Items listed in a dataset
• • • •
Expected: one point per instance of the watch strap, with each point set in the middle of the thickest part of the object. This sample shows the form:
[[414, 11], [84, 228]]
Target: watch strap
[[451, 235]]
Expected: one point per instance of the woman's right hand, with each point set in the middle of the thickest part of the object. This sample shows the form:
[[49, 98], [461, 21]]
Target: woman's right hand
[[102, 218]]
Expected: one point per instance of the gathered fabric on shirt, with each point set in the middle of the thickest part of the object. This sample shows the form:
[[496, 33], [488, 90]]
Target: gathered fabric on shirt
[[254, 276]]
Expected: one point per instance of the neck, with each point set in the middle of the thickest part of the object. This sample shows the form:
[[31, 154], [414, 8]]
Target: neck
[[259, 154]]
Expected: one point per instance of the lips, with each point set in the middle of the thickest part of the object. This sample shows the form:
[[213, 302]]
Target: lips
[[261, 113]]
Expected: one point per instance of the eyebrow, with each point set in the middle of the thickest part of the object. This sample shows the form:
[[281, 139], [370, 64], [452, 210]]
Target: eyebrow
• • • •
**What you are asked to do**
Could you output the lines above as a Markdown table with the columns "No." and "Line", one row per line, numbered in order and skipping any blank lines?

**Expected answer**
| No. | Line |
|---|---|
| 1 | Expected: one point per instance of the watch strap, with each point set in the middle of the thickest part of the object. This sample shows the form: |
| 2 | [[414, 11], [84, 228]] |
| 3 | Target: watch strap |
| 4 | [[451, 235]] |
| 5 | Expected: one point per instance of the woman's right hand, with each point set in the middle of the thickest part of the object. This sample shows the form: |
| 6 | [[49, 98], [461, 21]] |
| 7 | Target: woman's right hand |
| 8 | [[102, 218]] |
| 9 | Expected: one point per instance of the gathered fabric on shirt, with each point set in the middle of the thickest part of the object. This sample shows the form: |
| 10 | [[496, 33], [488, 90]] |
| 11 | Target: gathered fabric on shirt |
| 12 | [[254, 276]] |
| 13 | Expected: one point per instance of the neck, with each point set in the middle of the thickest part of the object. This sample shows the form: |
| 14 | [[31, 154], [414, 8]] |
| 15 | Target: neck |
| 16 | [[259, 154]] |
| 17 | Expected: one point per instance of the lips, with each point set in the middle of the thickest part of the object. This sample shows the form: |
| 18 | [[213, 302]] |
| 19 | Target: lips |
| 20 | [[261, 113]] |
| 21 | Expected: one point per instance of the eyebrow, with each point set in the middle of the thickest part of the object. This sample shows the form: |
| 22 | [[281, 139], [370, 64], [452, 210]] |
| 23 | Target: eyebrow |